**DATA FOR PROCESSING**:
═══

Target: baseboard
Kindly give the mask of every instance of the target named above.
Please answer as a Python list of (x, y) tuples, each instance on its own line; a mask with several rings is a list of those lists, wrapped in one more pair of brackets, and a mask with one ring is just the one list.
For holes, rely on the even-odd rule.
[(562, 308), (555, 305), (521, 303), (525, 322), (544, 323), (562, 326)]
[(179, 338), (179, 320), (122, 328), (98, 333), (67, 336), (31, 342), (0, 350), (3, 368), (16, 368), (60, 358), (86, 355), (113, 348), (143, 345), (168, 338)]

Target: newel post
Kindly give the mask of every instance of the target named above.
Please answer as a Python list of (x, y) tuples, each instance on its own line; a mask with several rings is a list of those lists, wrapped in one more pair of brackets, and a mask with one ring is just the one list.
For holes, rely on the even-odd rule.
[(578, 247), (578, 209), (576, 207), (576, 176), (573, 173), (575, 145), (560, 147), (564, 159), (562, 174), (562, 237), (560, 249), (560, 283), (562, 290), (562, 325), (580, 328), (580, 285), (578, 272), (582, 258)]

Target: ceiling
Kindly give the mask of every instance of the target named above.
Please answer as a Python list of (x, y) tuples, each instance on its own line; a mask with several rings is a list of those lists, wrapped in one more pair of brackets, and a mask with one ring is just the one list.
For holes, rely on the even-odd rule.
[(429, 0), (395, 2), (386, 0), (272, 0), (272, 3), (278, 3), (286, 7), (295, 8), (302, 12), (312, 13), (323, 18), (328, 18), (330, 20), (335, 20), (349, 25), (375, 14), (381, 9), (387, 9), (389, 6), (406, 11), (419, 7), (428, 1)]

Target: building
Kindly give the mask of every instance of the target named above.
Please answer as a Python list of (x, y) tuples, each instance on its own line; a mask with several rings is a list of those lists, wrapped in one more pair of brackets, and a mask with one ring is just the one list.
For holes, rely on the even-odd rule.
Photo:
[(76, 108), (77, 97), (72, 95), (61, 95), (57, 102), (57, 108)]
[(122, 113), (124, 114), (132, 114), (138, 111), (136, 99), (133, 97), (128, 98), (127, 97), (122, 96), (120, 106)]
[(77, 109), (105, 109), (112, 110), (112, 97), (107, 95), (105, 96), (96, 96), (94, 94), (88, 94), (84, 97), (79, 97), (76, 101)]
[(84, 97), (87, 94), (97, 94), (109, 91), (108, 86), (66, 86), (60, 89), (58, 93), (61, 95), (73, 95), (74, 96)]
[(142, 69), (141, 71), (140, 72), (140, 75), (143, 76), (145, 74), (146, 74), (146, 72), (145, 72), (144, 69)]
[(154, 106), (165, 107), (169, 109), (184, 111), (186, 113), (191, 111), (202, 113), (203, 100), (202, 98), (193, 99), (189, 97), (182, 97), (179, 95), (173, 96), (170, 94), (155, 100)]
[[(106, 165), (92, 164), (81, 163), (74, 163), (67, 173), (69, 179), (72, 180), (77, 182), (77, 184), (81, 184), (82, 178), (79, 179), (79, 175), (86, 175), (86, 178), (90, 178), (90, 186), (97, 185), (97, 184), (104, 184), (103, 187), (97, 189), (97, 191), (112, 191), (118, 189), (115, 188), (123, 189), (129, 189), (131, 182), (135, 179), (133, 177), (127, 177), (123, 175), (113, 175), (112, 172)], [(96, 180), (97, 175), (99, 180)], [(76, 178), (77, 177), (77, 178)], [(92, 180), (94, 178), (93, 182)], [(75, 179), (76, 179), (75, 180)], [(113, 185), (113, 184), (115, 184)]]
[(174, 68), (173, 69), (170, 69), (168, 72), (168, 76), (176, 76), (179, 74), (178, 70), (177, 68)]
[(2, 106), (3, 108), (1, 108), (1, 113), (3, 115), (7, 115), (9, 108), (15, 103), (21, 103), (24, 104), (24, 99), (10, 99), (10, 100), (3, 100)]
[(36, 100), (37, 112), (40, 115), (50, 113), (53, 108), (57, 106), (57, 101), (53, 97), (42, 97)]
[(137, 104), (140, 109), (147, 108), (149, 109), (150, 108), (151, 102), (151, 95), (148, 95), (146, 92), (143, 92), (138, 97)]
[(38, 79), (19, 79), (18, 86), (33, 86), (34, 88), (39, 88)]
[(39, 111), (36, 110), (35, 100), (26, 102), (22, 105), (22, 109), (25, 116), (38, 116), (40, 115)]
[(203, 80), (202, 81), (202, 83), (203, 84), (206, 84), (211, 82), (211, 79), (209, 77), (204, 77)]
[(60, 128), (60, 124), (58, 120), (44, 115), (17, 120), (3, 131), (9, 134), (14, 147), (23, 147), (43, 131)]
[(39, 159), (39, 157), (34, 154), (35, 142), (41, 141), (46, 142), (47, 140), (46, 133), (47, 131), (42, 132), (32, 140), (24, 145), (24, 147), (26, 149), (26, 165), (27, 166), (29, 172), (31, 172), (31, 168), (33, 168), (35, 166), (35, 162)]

═══

**WHAT YOU SHOULD DO**:
Retype the lines of the records without any change, starting with the line containing "Target: ceiling" and ending with the line containing "7), (428, 1)]", both included.

**ANSWER FOR THE TASK**:
Target: ceiling
Kindly give the mask of every instance of the target named above.
Please answer as a Python list of (x, y) tuples, each instance on its own line; a mask with several rings is a list of those lists, wrapped in one more pair of brackets, and a mask with one ring is just the one list.
For holes, rely on the even-odd rule.
[(429, 0), (395, 2), (386, 0), (272, 0), (272, 3), (278, 3), (286, 7), (295, 8), (302, 12), (312, 13), (323, 18), (328, 18), (330, 20), (335, 20), (349, 25), (375, 14), (381, 9), (387, 9), (389, 6), (406, 11), (419, 7), (428, 1)]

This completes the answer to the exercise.